## Source information
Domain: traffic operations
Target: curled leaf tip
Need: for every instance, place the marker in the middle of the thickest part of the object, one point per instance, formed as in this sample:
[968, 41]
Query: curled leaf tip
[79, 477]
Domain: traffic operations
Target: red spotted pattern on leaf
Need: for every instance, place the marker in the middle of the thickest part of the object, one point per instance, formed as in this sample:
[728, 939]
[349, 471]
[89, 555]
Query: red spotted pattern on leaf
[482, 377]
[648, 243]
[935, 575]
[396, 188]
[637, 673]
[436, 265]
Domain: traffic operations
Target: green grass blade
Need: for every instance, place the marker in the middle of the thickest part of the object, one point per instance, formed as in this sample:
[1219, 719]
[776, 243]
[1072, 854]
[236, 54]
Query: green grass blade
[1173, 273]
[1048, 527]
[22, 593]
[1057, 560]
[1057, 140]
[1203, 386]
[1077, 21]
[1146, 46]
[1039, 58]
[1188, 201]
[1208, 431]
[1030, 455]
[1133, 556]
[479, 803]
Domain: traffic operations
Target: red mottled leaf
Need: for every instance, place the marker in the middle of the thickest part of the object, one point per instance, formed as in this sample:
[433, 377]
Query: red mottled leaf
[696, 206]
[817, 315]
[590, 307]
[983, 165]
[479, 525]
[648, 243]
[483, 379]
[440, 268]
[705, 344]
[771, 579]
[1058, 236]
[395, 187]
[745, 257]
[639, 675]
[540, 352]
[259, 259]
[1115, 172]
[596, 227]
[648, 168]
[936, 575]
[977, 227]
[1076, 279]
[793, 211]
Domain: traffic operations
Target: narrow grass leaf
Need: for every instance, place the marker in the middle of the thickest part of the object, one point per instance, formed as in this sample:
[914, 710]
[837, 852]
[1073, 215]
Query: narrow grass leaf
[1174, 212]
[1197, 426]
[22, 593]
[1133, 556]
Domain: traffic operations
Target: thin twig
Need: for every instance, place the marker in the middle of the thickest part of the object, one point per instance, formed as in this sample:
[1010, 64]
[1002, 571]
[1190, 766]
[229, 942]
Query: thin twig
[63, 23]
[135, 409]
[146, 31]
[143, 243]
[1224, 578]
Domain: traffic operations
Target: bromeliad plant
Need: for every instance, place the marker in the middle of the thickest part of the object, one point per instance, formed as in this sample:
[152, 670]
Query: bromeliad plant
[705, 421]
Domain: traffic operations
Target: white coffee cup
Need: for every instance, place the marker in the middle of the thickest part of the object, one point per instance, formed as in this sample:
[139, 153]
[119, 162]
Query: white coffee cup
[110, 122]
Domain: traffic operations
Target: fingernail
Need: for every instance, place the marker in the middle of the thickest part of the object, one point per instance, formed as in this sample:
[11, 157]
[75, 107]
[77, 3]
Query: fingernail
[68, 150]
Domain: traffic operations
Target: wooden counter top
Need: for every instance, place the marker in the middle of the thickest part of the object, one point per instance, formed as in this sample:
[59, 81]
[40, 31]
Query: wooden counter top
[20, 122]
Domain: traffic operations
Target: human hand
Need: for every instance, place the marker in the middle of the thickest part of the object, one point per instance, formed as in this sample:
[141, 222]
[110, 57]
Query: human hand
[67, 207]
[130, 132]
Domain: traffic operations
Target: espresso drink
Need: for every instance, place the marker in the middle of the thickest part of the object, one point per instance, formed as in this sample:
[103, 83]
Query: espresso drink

## Problem statement
So that nothing is lost, return the listing exactly and completely.

## Problem solution
Domain: traffic operations
Target: curled leaf tip
Need: for every instance, place the marker in the middle of the thickest part of the object, one point per instance, formed as in this sample:
[968, 41]
Query: curled leaf tip
[79, 477]
Domain: traffic operations
Target: red spotted pattern on leaf
Need: for every instance, place the marker in the middle of the thickest part of the object, one point per instance, formed as in this sample:
[728, 939]
[349, 471]
[89, 555]
Query: red spotted pattern on leaf
[482, 377]
[648, 243]
[935, 575]
[396, 188]
[637, 673]
[436, 265]
Domain: traffic operations
Target: green grass blade
Need: for every instance, place the marker in the middle of the thickest part of the object, one point per instance, formed as in this sample:
[1219, 719]
[776, 243]
[1072, 854]
[236, 54]
Query: green grass blade
[1173, 273]
[1048, 527]
[22, 593]
[1057, 560]
[1057, 140]
[1203, 386]
[1077, 21]
[1146, 46]
[1039, 58]
[1188, 201]
[1208, 431]
[1030, 455]
[1133, 556]
[479, 803]
Domain: traffic operations
Target: red mottled leaf
Need: for every instance, place the marker in the middle of the thickest part of the object, one point per instance, formed as in this sample:
[433, 377]
Query: red mottled leaf
[696, 206]
[817, 315]
[590, 307]
[983, 165]
[479, 525]
[648, 243]
[483, 379]
[440, 268]
[705, 344]
[771, 579]
[1058, 236]
[395, 187]
[745, 257]
[639, 675]
[540, 352]
[259, 259]
[1115, 172]
[596, 227]
[648, 168]
[936, 575]
[977, 227]
[1076, 279]
[793, 211]
Domain: traffic operations
Target: narrow grass leaf
Need: for every instance, place the marker in the middle of the thickest part of the object, one point per instance, formed as in this sample:
[914, 710]
[837, 852]
[1073, 215]
Query: narrow grass leaf
[1174, 212]
[1197, 426]
[22, 593]
[1133, 556]
Domain: traffic operations
Target: thin twig
Need: for every instance, place the marker in the middle of the thickest part of the object, one point per instance, formed as in this sample:
[1010, 64]
[1002, 571]
[1190, 766]
[229, 942]
Query: thin twig
[63, 23]
[135, 409]
[146, 31]
[143, 243]
[1224, 578]
Domain: traffic operations
Target: bromeliad plant
Need: for every instance, place the marker in the middle of the thickest part of the object, one point per instance, formed as in this sample:
[152, 670]
Query: bromeliad plant
[705, 421]
Domain: traffic operations
Target: white coffee cup
Need: for every instance, place the marker in the middle of the thickest part of the object, one point per instance, formed as in this sample:
[139, 153]
[119, 162]
Query: white coffee cup
[110, 122]
Domain: traffic operations
Target: fingernail
Need: for every instance, place the marker in the middle of the thickest part of the object, one point per instance, formed as in this sample:
[11, 157]
[75, 107]
[77, 3]
Query: fingernail
[68, 150]
Domain: traffic operations
Target: wooden counter top
Need: for every instance, place the marker in the middle of the thickest part of the object, one point per instance, formed as in this sample:
[59, 81]
[40, 31]
Query: wooden counter top
[20, 122]
Domain: traffic operations
Target: human hand
Need: for every instance, place the marker in the middle of the thickest part of the object, one point per instance, formed as in this sample:
[141, 222]
[110, 57]
Query: human hand
[67, 207]
[130, 132]
Domain: traffic operations
Target: espresso drink
Need: for every instance, place the marker in the middle of the thickest part of the object, one point per instance, formed as in this sample:
[103, 83]
Query: espresso drink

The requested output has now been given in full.